» **Work to complete**:
Can you output, as a numbered list with blank lines left out, only the part of the listing below that opens with the line containing "For practice, label the tail" and closes with the line containing "(1008, 168)", both included?
## START Records provided
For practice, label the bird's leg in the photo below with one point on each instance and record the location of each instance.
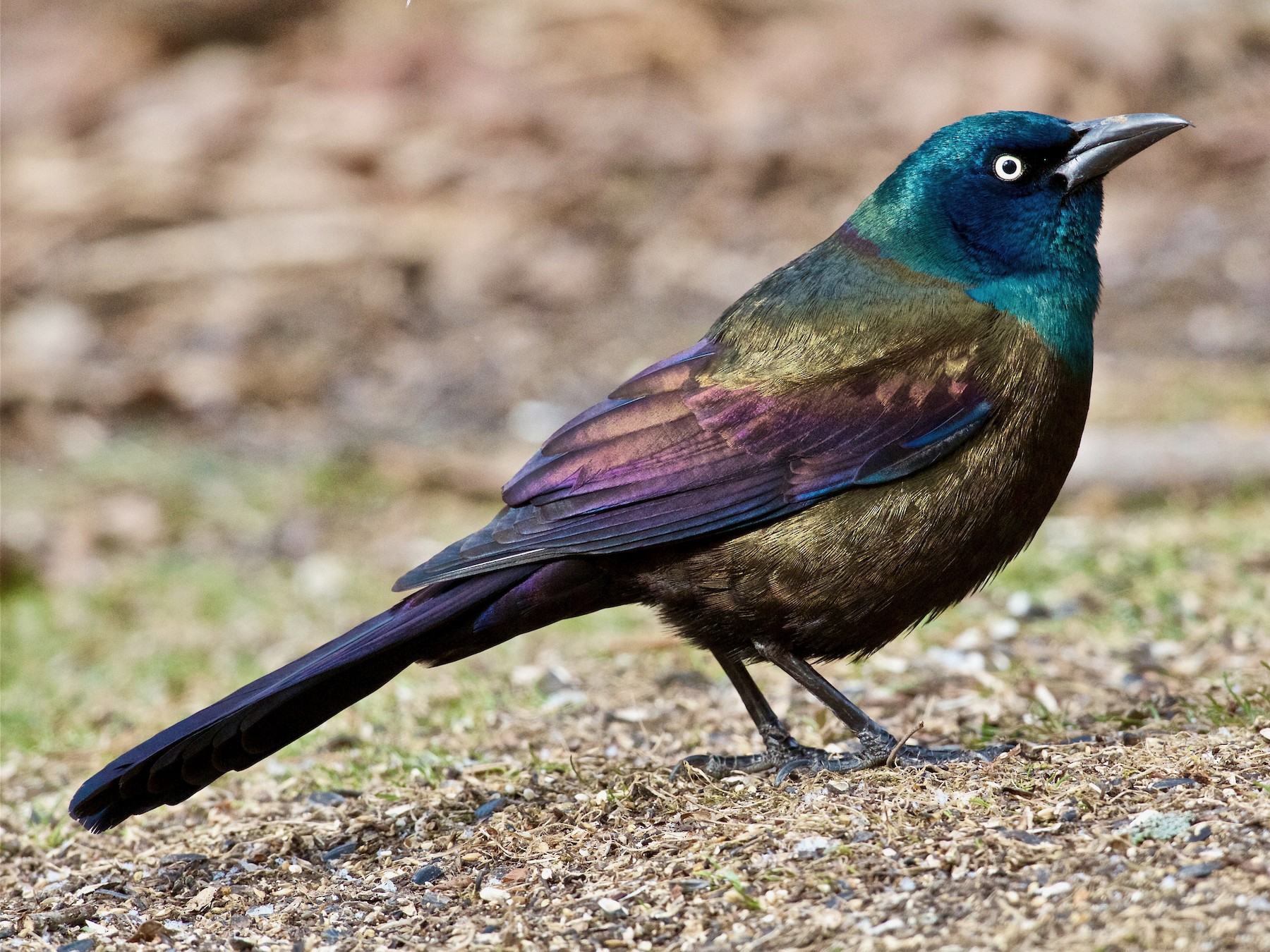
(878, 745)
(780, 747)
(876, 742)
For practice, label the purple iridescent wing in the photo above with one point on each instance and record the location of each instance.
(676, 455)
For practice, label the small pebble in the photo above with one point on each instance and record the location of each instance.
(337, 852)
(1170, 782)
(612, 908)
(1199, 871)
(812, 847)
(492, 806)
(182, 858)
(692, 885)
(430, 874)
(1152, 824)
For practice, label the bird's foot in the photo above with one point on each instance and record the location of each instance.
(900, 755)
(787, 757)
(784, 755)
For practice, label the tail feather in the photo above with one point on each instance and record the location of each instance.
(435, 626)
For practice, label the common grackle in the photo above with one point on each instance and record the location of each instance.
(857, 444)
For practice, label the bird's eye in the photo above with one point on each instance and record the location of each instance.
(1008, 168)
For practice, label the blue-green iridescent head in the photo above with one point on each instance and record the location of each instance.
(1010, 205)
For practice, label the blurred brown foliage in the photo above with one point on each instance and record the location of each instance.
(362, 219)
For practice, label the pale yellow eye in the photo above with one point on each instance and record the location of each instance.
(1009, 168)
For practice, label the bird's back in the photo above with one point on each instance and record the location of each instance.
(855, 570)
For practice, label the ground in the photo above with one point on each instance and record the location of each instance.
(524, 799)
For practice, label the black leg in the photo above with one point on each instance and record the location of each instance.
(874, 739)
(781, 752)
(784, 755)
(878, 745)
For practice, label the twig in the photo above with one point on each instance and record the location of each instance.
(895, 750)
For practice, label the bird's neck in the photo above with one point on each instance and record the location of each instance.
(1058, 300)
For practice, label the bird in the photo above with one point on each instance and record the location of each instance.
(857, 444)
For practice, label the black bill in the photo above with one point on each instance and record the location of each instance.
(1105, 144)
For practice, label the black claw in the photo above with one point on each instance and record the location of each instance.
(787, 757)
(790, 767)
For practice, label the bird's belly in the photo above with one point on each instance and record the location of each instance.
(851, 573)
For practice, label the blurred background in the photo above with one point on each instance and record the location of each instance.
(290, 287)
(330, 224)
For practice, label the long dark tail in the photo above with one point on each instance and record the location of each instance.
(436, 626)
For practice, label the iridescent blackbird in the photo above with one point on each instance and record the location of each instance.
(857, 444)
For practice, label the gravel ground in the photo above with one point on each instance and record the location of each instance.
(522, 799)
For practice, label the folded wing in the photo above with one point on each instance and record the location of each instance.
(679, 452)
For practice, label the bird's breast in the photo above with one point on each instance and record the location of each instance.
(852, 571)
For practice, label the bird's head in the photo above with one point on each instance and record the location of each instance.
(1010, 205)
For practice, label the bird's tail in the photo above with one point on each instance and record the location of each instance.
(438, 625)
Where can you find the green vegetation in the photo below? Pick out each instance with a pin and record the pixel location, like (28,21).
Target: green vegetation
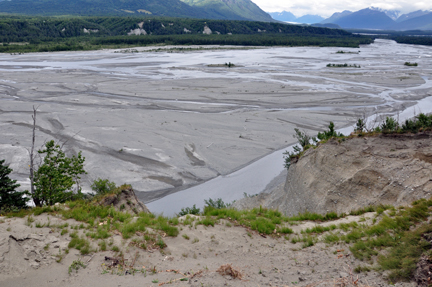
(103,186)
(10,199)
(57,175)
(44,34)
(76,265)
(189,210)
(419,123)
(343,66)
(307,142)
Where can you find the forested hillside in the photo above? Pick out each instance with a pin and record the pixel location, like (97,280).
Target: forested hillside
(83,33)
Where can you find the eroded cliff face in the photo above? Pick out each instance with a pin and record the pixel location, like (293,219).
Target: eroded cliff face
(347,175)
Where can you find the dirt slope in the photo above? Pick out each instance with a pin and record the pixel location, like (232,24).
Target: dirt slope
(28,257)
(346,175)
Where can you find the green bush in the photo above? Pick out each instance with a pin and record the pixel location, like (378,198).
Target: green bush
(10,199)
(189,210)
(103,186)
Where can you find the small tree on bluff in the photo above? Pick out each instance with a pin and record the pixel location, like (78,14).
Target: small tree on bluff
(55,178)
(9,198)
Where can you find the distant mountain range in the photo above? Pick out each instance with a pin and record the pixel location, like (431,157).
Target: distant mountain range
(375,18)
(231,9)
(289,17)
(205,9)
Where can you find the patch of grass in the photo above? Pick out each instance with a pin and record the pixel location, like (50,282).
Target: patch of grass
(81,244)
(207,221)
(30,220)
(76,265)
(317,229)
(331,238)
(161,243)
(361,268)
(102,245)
## END Records provided
## START Records provided
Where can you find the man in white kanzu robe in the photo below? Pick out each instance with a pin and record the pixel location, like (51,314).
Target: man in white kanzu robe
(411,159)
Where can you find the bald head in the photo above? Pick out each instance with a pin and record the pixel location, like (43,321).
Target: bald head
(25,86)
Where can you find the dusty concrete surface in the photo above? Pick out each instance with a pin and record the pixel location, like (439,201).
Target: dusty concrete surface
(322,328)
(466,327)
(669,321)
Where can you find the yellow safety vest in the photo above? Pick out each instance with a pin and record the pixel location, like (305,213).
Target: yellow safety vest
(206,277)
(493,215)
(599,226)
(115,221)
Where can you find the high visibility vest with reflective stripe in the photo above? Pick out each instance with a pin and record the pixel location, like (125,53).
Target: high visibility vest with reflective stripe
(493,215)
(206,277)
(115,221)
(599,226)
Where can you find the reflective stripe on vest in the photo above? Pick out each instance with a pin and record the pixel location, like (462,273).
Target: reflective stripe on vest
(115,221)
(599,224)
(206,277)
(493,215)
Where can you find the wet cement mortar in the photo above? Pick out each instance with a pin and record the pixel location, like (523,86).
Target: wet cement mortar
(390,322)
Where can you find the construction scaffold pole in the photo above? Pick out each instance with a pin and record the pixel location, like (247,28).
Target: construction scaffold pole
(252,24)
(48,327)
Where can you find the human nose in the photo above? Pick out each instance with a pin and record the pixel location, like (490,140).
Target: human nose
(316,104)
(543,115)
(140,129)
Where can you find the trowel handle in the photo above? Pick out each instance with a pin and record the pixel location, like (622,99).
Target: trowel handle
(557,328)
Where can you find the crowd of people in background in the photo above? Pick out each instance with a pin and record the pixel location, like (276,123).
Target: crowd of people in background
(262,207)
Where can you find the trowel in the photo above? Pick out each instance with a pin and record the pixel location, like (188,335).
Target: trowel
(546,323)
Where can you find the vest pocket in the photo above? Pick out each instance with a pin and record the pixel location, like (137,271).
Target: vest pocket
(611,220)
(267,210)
## END Records provided
» **Response to the task**:
1. For practice, label the tail feather in the photo above with one point on each instance and record the location of each instance.
2. (435, 626)
3. For practice, label the common grackle in the photo above with one point on each instance and record the location of each instance.
4. (857, 444)
5. For practice, label the bird's eye in the photo above with one point on each instance and record the location of each instance.
6. (1008, 168)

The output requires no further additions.